INPUT DATA:

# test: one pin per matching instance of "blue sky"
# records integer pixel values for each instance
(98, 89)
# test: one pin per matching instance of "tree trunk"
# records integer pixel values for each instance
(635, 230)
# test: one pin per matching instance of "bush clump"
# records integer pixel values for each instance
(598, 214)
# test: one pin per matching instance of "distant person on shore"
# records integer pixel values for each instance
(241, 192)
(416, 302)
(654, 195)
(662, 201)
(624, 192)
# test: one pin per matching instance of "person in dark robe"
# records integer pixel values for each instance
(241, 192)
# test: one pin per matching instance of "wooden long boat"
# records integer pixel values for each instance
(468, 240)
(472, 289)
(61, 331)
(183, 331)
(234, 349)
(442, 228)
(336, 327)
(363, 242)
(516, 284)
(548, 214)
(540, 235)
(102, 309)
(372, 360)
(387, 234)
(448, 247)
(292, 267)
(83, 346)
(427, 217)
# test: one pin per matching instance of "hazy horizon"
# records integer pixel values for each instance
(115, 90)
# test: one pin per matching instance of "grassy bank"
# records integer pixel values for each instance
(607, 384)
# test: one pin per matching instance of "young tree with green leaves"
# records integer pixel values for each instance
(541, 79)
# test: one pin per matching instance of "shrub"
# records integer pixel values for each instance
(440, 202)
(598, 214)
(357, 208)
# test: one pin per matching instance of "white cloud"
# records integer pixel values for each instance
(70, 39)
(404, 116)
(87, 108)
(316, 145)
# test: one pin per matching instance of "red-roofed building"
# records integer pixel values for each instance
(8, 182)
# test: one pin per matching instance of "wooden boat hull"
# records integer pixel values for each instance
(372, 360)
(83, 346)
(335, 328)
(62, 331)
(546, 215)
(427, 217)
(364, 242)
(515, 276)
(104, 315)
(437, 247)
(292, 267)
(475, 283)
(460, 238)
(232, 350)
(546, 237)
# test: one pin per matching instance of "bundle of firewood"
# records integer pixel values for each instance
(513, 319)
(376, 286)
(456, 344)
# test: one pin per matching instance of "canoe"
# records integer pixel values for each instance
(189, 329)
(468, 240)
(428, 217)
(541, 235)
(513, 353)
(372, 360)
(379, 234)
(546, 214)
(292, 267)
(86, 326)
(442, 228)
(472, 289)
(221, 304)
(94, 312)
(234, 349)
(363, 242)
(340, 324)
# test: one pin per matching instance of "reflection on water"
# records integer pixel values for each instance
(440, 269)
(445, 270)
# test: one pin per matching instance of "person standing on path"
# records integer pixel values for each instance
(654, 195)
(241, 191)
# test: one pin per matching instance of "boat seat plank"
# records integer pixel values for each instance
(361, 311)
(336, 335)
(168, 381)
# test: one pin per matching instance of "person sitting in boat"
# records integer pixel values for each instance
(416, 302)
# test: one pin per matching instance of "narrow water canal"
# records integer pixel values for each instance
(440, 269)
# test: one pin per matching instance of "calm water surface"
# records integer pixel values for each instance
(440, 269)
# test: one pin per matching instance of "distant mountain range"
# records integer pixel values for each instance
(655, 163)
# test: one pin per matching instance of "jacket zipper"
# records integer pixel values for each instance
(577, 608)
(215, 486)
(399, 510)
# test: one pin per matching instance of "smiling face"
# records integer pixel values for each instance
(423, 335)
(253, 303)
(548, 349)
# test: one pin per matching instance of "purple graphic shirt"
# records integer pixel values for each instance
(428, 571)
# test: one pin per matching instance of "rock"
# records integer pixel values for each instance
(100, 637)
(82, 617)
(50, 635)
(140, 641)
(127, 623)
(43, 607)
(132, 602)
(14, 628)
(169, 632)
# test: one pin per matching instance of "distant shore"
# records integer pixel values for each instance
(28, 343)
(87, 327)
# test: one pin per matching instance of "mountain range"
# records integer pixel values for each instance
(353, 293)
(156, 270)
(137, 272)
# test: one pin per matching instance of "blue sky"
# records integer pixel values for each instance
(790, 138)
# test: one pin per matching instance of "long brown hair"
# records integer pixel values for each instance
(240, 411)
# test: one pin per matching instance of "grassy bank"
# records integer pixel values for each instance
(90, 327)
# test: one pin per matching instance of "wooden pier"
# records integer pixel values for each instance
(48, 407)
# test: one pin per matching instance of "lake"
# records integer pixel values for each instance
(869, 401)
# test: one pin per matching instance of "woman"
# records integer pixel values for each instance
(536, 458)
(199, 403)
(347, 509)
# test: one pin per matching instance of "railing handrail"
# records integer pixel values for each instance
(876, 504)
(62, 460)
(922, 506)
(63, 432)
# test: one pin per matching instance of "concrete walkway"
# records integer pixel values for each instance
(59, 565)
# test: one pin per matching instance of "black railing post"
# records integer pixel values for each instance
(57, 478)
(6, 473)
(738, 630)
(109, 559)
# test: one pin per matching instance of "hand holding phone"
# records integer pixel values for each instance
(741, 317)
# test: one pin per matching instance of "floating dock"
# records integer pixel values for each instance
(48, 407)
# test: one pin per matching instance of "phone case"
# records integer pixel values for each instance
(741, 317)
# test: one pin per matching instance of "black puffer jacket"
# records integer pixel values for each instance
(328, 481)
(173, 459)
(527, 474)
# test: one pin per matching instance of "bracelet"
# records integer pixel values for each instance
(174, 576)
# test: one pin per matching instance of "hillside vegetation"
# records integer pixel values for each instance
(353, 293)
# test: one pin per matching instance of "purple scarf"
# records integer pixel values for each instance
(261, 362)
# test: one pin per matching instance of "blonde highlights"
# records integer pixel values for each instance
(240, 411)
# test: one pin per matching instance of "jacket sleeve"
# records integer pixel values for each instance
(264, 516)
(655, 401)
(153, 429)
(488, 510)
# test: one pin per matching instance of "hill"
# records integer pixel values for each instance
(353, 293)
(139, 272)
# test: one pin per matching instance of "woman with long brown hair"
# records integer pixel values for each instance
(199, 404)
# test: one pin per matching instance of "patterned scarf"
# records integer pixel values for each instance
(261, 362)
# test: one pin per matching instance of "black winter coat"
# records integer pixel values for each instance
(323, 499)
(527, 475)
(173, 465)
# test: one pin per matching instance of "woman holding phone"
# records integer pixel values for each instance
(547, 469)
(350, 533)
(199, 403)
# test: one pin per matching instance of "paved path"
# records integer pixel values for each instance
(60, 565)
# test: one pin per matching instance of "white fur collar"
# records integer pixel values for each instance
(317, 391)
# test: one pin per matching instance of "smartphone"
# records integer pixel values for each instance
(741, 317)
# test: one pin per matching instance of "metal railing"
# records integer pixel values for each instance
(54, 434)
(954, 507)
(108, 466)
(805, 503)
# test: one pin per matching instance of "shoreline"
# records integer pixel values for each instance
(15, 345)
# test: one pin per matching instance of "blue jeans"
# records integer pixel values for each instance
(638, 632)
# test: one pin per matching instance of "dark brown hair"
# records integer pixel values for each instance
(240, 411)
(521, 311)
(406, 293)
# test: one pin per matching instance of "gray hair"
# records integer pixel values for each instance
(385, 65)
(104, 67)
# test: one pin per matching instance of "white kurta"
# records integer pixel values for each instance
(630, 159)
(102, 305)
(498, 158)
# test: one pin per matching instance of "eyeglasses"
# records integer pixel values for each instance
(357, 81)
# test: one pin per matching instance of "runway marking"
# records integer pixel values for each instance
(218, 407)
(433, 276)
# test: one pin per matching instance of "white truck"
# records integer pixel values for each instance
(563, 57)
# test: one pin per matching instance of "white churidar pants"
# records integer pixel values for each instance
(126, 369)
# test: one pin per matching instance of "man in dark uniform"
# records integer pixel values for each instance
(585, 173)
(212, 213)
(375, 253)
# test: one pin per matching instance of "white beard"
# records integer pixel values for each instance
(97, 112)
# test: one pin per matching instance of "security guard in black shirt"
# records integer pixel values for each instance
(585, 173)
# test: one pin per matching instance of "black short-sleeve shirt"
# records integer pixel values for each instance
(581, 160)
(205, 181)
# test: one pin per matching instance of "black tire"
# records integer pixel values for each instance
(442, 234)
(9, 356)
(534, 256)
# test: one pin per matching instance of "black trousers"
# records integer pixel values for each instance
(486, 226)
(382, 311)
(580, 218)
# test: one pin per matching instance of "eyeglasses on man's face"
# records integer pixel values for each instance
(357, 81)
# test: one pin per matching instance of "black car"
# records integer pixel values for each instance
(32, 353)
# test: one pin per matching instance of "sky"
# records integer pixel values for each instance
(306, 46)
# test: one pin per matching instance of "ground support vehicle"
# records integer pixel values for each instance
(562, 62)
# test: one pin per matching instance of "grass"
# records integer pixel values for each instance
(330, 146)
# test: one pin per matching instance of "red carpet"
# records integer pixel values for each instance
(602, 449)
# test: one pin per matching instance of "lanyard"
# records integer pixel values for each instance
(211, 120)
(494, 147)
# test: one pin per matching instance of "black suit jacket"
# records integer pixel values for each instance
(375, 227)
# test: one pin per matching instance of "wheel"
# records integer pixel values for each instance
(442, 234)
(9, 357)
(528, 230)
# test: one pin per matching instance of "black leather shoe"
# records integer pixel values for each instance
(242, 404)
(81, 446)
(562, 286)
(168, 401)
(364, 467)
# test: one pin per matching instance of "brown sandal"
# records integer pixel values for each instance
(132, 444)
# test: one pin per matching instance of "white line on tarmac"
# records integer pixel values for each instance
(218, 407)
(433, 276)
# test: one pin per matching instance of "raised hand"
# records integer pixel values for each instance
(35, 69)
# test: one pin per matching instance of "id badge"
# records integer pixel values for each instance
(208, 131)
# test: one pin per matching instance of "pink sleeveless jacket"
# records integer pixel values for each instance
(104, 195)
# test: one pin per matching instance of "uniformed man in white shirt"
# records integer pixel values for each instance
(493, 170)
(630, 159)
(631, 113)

PROBLEM STATEMENT: Where a line in the entries holds the word "water", copy that line.

SOLVED PROBLEM:
# test: one pin per matching instance of "reflection on water"
# test: one pin per matching instance of "narrow water canal"
# test: one pin per matching instance of "calm water surface"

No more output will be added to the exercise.